Continue the article on Prof. Ronni Gamzu's traffic light model for Israel's municipalities, picking up after its final sentence.
++++ Selected extract
The traffic light model created by Corona Czar Prof. Ronni Gamzu will go into effect on September 1, pending its approval Monday by the Corona Cabinet. The model seeks to reduce morbidity in the country using a differential strategy, dividing the campaign according to municipalities, with uniform rules of conduct and restrictions adapted to the morbidity situation in each municipality. At its core, the Gamzu strategy transfers a large part of the treatment of the disease from the state to the local authorities.
The new plan, which was revealed for the first time Sunday morning in Yedioth Ahronoth, divides the State of Israel into 250 local municipal authorities. Each municipality will receive a weighted score that will determine its traffic light color for a period of two weeks: green, yellow, orange or red.
Every two weeks, the colors of each municipality will be updated on the basis of the status of the pandemic within its boundaries and the restrictions there will be adjusted accordingly.
The color for each municipality will be determined based on a formula that will include three parameters: the rate of new patients; the rate of positive tests; and the rate of increase in morbidity – up or down.
An application will alert users regarding the traffic light status of the municipality they have just entered.
A preliminary classification of the municipalities conducted last week, ahead of the debate and the vote in the Corona Cabinet, shows that almost half of the municipalities in Israel are green.
The red list includes 23 municipalities, which are, by and large, Haredi and Arab.
The model encourages conducting a high number tests by each municipality, because it allows for an improvement in their ranking only if there has not been a significant decrease in the number of tests. As President Donald Trump put it last month on Fox News: “Every time you test, you find a case and it gets reported in the news: We found more cases. If instead of 50 [million], we did 25, we’d have half the number of cases.” Well, Czar Gamzu will not accept fewer positive tests if you’ve been cutting down on the number of tests you’re running.
“The measure with the greatest weight is the rate of positive tests, in order to prevent a situation where people are not tested enough and produce latent morbidity,” Prof. Gamzu explained. “A mayor wishing to improve his city’s rating on the traffic light chart will have to make sure his residents are checked even in cases of mild symptoms.”
In addition, in some of the municipalities, corona test mobile units will reach people’s homes.
The grade and color given to each city will determine the level of activities that will be allowed there, and those will be adjusted every two weeks.
Some of the activities: education, transportation, jobs and mass sporting and cultural events will still require approved at the national level. But the local routine of everyday life will be determined according to the color of the municipality. And so, activities in synagogues, mikvahs, restaurants, fairs, indoors cultural events, hotels, open markets, cafes, and swimming in pools will be approved according to each city’s rating.
Each municipality will be provided with assistance to meet its efforts to reduce morbidity.
++++++++
++++ Source material
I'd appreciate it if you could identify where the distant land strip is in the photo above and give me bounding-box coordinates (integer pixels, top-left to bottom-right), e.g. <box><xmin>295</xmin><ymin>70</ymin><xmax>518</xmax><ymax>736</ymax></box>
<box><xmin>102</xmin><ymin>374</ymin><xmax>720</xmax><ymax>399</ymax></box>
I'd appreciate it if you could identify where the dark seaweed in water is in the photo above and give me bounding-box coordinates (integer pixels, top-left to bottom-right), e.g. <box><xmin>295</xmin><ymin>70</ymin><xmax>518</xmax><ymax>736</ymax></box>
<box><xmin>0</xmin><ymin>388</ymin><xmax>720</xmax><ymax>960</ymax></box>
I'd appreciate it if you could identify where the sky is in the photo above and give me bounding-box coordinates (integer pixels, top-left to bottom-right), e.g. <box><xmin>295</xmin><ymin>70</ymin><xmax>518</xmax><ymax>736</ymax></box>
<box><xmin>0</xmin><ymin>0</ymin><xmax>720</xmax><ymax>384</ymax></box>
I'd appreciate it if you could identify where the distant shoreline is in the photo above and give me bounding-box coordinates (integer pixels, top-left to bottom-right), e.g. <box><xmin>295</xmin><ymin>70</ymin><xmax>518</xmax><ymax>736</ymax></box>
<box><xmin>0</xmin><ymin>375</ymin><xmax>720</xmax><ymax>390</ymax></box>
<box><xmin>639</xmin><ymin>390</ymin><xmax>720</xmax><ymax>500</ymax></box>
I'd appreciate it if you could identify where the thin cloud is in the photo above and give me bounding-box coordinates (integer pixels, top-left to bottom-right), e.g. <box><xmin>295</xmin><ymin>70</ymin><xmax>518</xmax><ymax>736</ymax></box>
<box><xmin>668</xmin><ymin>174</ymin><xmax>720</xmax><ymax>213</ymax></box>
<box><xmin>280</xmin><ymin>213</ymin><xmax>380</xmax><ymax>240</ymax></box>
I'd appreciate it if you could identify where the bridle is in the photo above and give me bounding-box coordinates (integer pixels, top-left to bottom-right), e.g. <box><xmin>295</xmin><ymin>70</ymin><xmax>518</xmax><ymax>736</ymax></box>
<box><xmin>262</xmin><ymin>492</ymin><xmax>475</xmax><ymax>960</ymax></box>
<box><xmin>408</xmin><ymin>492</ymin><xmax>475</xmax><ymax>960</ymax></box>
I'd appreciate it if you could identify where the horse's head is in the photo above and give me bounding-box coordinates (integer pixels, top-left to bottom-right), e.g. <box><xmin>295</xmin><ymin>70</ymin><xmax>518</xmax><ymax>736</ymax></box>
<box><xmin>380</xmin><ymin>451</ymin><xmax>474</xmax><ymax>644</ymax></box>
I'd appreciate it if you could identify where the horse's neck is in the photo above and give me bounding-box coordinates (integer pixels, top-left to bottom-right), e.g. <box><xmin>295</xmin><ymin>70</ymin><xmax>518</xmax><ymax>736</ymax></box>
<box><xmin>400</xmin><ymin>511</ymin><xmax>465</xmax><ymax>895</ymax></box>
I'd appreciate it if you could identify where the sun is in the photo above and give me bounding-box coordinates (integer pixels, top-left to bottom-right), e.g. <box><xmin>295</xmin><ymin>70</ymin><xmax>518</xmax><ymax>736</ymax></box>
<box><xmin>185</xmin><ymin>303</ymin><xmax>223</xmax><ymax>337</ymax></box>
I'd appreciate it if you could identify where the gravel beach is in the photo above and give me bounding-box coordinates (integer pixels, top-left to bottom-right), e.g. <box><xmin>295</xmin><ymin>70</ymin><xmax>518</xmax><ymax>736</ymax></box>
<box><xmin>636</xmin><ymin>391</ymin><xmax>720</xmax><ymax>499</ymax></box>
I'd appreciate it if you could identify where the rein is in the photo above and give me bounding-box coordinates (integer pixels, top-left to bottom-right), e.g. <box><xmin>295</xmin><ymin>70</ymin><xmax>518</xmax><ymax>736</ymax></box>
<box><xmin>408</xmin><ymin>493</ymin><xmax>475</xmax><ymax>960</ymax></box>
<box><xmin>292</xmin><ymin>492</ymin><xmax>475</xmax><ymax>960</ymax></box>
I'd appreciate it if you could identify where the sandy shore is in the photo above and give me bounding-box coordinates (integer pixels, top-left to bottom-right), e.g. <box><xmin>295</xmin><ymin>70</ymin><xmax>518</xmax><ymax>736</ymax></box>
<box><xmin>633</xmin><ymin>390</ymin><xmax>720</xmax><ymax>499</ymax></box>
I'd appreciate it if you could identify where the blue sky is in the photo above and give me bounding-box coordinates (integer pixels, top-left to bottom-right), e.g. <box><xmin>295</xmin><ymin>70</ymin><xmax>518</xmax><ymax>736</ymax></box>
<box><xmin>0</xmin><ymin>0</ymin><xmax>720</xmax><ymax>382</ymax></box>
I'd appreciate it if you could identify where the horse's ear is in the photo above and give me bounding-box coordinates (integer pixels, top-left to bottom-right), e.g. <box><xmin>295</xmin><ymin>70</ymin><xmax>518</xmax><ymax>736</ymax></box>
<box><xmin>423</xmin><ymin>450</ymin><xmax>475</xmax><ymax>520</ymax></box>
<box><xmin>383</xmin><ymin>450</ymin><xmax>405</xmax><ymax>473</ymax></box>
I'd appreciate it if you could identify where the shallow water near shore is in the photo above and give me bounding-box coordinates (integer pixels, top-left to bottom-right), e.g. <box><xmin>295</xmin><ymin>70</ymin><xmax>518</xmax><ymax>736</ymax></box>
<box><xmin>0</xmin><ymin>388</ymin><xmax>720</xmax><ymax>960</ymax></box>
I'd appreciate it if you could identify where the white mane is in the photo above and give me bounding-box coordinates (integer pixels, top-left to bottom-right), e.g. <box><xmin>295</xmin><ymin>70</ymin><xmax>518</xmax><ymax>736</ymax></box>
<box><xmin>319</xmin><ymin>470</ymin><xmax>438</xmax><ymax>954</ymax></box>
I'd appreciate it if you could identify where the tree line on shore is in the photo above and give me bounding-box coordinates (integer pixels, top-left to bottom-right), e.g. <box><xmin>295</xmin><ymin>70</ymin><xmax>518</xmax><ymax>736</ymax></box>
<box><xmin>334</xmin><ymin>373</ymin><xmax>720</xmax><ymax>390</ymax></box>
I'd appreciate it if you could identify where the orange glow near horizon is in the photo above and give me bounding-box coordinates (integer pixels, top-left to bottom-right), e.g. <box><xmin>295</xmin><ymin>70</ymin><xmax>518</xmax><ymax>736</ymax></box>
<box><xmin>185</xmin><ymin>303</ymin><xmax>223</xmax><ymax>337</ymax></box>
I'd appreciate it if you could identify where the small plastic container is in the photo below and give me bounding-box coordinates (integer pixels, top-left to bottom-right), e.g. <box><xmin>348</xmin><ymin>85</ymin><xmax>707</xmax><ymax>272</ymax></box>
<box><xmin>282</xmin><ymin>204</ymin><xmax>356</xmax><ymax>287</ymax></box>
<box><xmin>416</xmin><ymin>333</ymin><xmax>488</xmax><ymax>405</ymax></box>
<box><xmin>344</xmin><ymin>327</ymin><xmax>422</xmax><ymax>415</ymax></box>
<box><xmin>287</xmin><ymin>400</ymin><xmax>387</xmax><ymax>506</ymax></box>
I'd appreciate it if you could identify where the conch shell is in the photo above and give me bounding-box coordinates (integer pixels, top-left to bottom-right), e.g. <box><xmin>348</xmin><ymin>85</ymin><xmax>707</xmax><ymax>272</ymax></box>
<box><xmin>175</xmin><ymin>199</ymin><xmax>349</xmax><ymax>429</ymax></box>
++++++++
● Reply to the exercise
“Close contact with the Home Front Command will allow for epidemiological tests and investigations and the transfer of patients to hotels,” Gamzu said. “In the event of an outbreak, the mayor will arrange for a drive-in coronavirus testing facility to be constructed with the tests being sent to the labs managed by the Home Front Command. This way it will be possible to attack a certain area where a spike in the disease has been recorded.”
The process of cutting the contagion chains will be conducted nationally by the Home Front Command, but some of the investigations will be conducted by the municipalities themselves. Cities that want to take matters into their own hands will have to conduct the enforcement in their own territory, working closely with the police chief and increasing enforcement patrols. The municipal inspectors will have to deal less with the distribution of parking reports and more with the enforcement of the Purple Tag.”
Businesses in Israel that have been found to be following the health ministry’s guidelines for operating during the pandemic are awarded the Purple Tag which they may post to encourage customers to come in.
According to Gamzu, the work of local authorities will also be based on reports from residents, who will take the initiative to warn city hall about violations of the guidelines.
“As soon as you see a revelry going on near you, pick up the phone to the municipal hotline and update them,” the Corona Czar explained, adding: “Whoever ignores such behavior and does not warn about it will be an accessory to the harm inflicted on his own neighborhood.”
The traffic light outline was discussed in the Corona Cabinet last Thursday but was not approved—for the third time—due to the objection of Haredi Ministers Aryeh Deri and Yaakov Litzman regarding prayers in synagogues. In response, Gamzu has now announced that he was working to create a model that would allow prayer in “capsules” in large synagogues.
“State restrictions have so far been set according to the average morbidity in the whole country,” Prof. Gamzu. Explained. “This disrupts the routine of life in the cities where closure is not required, as well as the economy. Once the outline is approved, each city will act according to its level of morbidity, and will be incentivizing to reduce its morbidity. Red cities will operate under very restrictive conditions.”
“This is an opportunity for all cities to take matters into their own hands,” the Corona Czar stated.